# Text extract

Pleasanton Weekly

News - December 2, 2011

Five generations

Family spans from 96 years to 2 months

by Dolores Fox Ciardelli

Maria Lima celebrated her 96th birthday recently with five generations of her family; the youngest was her great-great-granddaughter Keira Uribe, who was born just 2 months ago.

"Keira seemed very interested in her great-great-grandmother, and my mother held her and was goo-gooing at her," said Liz Davidson, the second youngest of Maria's 10 children.

Maria, her husband John and their children immigrated to the United States in 1960 from the island of Faial in the Azores. They settled in Pleasanton where John had a job waiting as a carpenter at the Pleasanton Cabinet Shop, owned by Swiss friends Conrad Rickenbach and Frank Auf der Maur

"I was 9," Davidson recalled. "The youngest was 6."

# Tasks
1. Copy the passage of the five-generations article starting at "Family spans from" and ending at "2 months ago.".
2. Render this sentence from the five-generations article in Spanish: "Maria, her husband John and their children immigrated to the United States in 1960 from the island of Faial in the Azores."

# Supplied material
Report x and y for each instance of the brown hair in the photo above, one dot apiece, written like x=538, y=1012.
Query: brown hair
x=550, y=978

# Task-by-task answers
1.
Family spans from 96 years to 2 months

by Dolores Fox Ciardelli

Maria Lima celebrated her 96th birthday recently with five generations of her family; the youngest was her great-great-granddaughter Keira Uribe, who was born just 2 months ago.

2. Maria, su esposo John y sus hijos emigraron a los Estados Unidos en 1960 desde la isla de Faial, en las Azores.